- **Metin Bölümü**

......

Kavramlar Ansiklopedisi | Kategoriler | Konular

3- Ashab'ın Katıldıgı Fitneler Üzerine Birkaç Mütalaa

3

3- Ashab'ın Katıldıgı Fitneler Üzerine
Birkaç Mütalaa:

Şurası muhakkak
ki, sayıca az da olsa, arzu ve rızalarının hilafına da olsa, Ashabtan bazılar
fitne hareketlerine bulaşmamışlardır. Bu durum Müslümanları Ashab hakkında
birkısım yersiz düşünce ve hükümlere götürebilir. Bu ise, Ehl-i Sünnet akidesi
açısından son derece mahzurludur. Gerek ferdî gerek içtimâî hiçbir amelî faydası
olmayan bu hatalı değerlendirmelere düşemek için Ehl-i Sünnet alimlerinin bu
meselelerle alâkalı olarak beyan ettikleri birkaç mütalaayı burada kaydetmede
fayda var:[1]

a) Ashab'tan Katılan da Katılmayan da
Haklıdır: İbnu'l-Arabî,
Ashab'tan bazıları bu dahilî harbe katılırken diğer bazılarının katılmayışını,
cihadın farz-ı kifaye oluşuyla izah eder. İbnu Hacer de bu mealde olmak üzere
şunları söyler: "Bu meselede hakikat şudur: Mezkur sahabeden herbirisi amelinin
doğru olduğuna hükmetmiş olmalıdır. Kıtale bulaşanlar nezdinde, bağiler grubu
ile harp etme emrini ifade eden delil vuzuh kazanmıştır ve kendisinde de bu işi
yapacak kudret mevcuttur. Katılmayanlar için de, iki gruptan hangisinin baği
addedileceği hususu vuzuh kazanmamıştır. Nitekim Huzeyme tu'bnu Sabit, Hz. Ali
tarafında olmakla beraber savaşmamıştır. Ne zaman ki Ammar'ı savaşır gördü o da
mukateleye katıldı ve "Ammar'ı bağî bir grup öldürecek" hadisini rivayet etti."[2]

b) Fitnenin Bir Hikmeti:
İbnu'l-Arabi'ye göre, "Ashab arasında cereyan eden bu savaşlarda Allah'ın
güttüğü hikmetlerden biri, ehl-i te'vil ile yapılacak harbin ahkâmını
öğretmektir."[3]

c) Fitneye Karışan Sahabeler Hakkında
Verilen Hüküm: "Sahabeler
arasında cereyan eden vakalara temas ederken bir noktanın belirtilmesi
gerekmektedir. O da, Sahabeler hakkında bu mesele ile alakalı olarak gelişigüzel
söz etmemektir. Bu husus, Ehl-i Sünnet ile diğer fırkaların ayrıldığı mühim
noktalardan biridir. Haricîler, Şiîler vs. bu meselede birkısım sahabeleri
tekfire kadar giden ifratlara düşerler. Nevevî, Ehl-i Sünnet'in itidal üzere
olan ve nasslara uygun düşen görüşünü şöyle hülasa eder: "Bil ki, Ashab
arasında akan kanlar, hadiste gelen "...ölen de öldüren de ateştedir" tehdidine
dahil değildir. Ehl-i Sünnet ve ehl-i hakk olan mezhebimizin görüşü "Ashab
hakkında hüsn-i zanda bulunmak ve onların aralarında cereyan eden hâdiseler
hususunda gelişigüzel söz etmekten çekinmek ve onların mukatelelerini te'vil
ederek iyiye yormaktır. Şöyle ki: Onların hepsi müteevvil ve müçtehid
kimselerdi. Allah'a isyan ve dünyevî bir maksatla hareket etmediler. Aksine her
bir fırka, hak yolda olduğuna inanıyordu. Şurası muhakkak ki, bu içtihadlarında
bir kısmı musib (isabet etmiş) bir kısmı da muhti (hataya düşmüş) idi. Hataya
düşenler, bu hatalarında mazur idiler. Zîra içtihad meselesinde, müçtehide
hatasından dolayı günah yoktur. Hz. Ali bu hareketlerde içtihadında musib ve
haklı idi. Mevcut vaziyet karşısında verilecek hükümler şaşırtıcı idi,
doğrusunu bulmak zordu. Bu sebeple Ashab kararda mütehayyir kaldı ve üç gruba
ayrıldı. İki grub birbirine zıd içtihadlarla karşı karşıya gelirken, bir üçüncü
grup bunlardan her ikisini de terketti, savaşlara katılmadı, doğru olanın
hangisi olduğu hususunda kesin kanaat edinemediler."

......

(Nesne nokta etiketleri)
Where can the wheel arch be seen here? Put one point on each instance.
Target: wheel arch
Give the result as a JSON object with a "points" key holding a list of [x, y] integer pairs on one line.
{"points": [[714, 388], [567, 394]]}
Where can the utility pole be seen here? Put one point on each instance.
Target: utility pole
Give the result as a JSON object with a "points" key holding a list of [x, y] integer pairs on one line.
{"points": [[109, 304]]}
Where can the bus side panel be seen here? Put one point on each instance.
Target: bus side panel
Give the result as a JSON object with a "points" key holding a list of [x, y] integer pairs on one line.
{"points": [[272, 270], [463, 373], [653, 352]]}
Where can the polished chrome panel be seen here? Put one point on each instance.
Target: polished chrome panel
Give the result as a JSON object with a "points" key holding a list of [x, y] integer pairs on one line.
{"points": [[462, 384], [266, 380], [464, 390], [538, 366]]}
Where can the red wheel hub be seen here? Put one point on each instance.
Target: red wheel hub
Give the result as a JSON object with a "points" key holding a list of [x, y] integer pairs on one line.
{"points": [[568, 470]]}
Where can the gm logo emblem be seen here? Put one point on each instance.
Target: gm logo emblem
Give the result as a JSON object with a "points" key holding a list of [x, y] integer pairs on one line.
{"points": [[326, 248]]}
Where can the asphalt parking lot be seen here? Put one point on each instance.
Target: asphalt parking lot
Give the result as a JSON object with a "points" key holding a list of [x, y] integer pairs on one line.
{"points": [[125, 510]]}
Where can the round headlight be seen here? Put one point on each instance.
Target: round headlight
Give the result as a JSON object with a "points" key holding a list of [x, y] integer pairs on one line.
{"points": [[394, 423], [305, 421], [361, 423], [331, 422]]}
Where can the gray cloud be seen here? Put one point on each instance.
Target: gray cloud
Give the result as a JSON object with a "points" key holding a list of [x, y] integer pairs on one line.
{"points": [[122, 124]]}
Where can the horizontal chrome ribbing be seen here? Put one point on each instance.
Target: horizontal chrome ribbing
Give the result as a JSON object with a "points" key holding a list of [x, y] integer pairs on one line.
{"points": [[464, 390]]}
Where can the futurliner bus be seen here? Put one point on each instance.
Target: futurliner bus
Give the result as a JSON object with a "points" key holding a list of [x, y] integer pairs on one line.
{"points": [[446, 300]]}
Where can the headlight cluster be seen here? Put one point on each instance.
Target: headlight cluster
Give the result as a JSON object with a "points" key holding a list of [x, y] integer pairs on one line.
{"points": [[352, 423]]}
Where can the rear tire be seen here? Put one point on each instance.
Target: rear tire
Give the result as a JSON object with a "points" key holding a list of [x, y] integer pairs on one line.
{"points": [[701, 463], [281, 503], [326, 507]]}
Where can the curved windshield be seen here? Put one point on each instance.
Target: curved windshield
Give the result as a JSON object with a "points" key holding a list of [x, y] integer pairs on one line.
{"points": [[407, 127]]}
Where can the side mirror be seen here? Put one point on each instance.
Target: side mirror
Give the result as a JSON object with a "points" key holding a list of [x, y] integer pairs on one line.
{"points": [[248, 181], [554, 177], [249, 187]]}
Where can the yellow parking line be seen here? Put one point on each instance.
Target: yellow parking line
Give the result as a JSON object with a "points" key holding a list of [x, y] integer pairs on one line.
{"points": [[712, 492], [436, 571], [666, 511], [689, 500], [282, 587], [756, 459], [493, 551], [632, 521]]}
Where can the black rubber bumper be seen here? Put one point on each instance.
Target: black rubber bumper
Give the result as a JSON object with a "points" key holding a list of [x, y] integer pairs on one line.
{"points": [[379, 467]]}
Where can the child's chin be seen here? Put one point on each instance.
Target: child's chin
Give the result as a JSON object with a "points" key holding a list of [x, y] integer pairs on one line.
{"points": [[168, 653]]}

......

- **Yönergeler**
(A) Ashab ve fitneler hakkındaki metni iki cümleyle özetleyin.
(B) Ashab ve fitneler hakkındaki metinde "a) Ashab'tan Katılan da Katılmayan da" diye başlayan paragrafı, ana bilgilerini koruyarak madde madde yazın.
(C) Ashab ve fitneler hakkındaki metni kaldığı yerden sürdürün.

- **Sırayla Cevaplar**
(A) İbnu'l-Arabî, sahabeden bazılarının iç savaşa katılıp bazılarının katılmamasını cihadın farz-ı kifaye oluşuyla açıklar; İbnu Hacer de her birinin kendi amelinin doğru olduğuna hükmettiğini söyler. Nevevî'nin özetlediği Ehl-i Sünnet görüşüne göre Ashab hakkında hüsn-i zanda bulunmak ve aralarındaki olaylar hakkında gelişigüzel konuşmaktan kaçınmak gerekir, çünkü hepsi müçtehiddi, hataya düşenler mazurdu ve Hz. Ali içtihadında haklıydı.

(B)
- İbnu'l-Arabî, sahabeden bazılarının iç savaşa katılıp bazılarının katılmamasını cihadın farz-ı kifaye oluşuyla açıklar.
- İbnu Hacer'e göre bu sahabelerin her biri kendi amelinin doğru olduğuna hükmetmiştir.
- Savaşa katılanlar için bağî grupla savaşma emrini bildiren delil açıktı ve bunu yapacak güçleri vardı.
- Katılmayanlar için iki gruptan hangisinin bağî sayılacağı açık değildi.
- Huzeyme, Hz. Ali tarafında olduğu halde savaşmadı. Ammar'ı savaşırken görünce o da savaşa katıldı ve "Ammar'ı bağî bir grup öldürecek" hadisini rivayet etti.

(C)
İbnu Hacer, bu mücadelelerde, kimlerin
muhik olduğu bilinse bile, Sahabelerden hiçbirine, bu meselelerden dolayı ta'nda
bulunmamanın bir vecibe olduğunda Ehl-i Sünnet'in "ittifak ettiğini"
belirttikten sonra: "Zîra onlar bu harplerde, içtihadları sebebiyle mukatele
ettiler" der.

Nevevî'nin -ve veciz olarak da İbnu
Hacer'in yukarıdaki açıklamalarında- atıfta bulunduğu "hata da yapsa müçtehidin
günahkâr olmayacağı" prensibi, Hz. Peygamber (aleyhissalâtu vesselâm)'in şu
hadisidir: "Bir hakim, içtihad ederek hüküm verince isabet ederse, kendisine iki
sevap vardır; içtihad ederek verdiği hükümde hata ederse kendisine bir sevap
verilir."

Öte yandan alimler, Hz. Peygamber
(aleyhissalâtu vesselâm)'in: "İki Müslüman birbirine silah çekecek olursa, ölen
de öldüren de ateştedir..." hadisini şerhederken burada mevzubahis olan, "ölen
ve öldüren"lerin -dine hizmeti gaye edinen bir te'ville değil- dünyevî bir
maksat arama veya heva ve cehaletinin sevkiyle mukatelede bulunanlar olduğunu
belirtirler. Sahabenin ise, sırf dinî gayretle bu mücadelelere girmiş bulunduğu
her çeşit şüpheden uzak bir keyfiyettir.

[4]




[1]
İbrahim Canan, Kutub-i Sitte Tercüme ve Şerhi, Akçağ Yayınları: 13/529.


[2]
İbrahim Canan, Kutub-i Sitte Tercüme ve Şerhi, Akçağ Yayınları: 13/529.


[3]
İbrahim Canan, Kutub-i Sitte Tercüme ve Şerhi, Akçağ Yayınları: 13/529.


[4]
İbrahim Canan, Kutub-i Sitte Tercüme ve Şerhi, Akçağ Yayınları: 13/529-530.

FİTNE-FİTEN ..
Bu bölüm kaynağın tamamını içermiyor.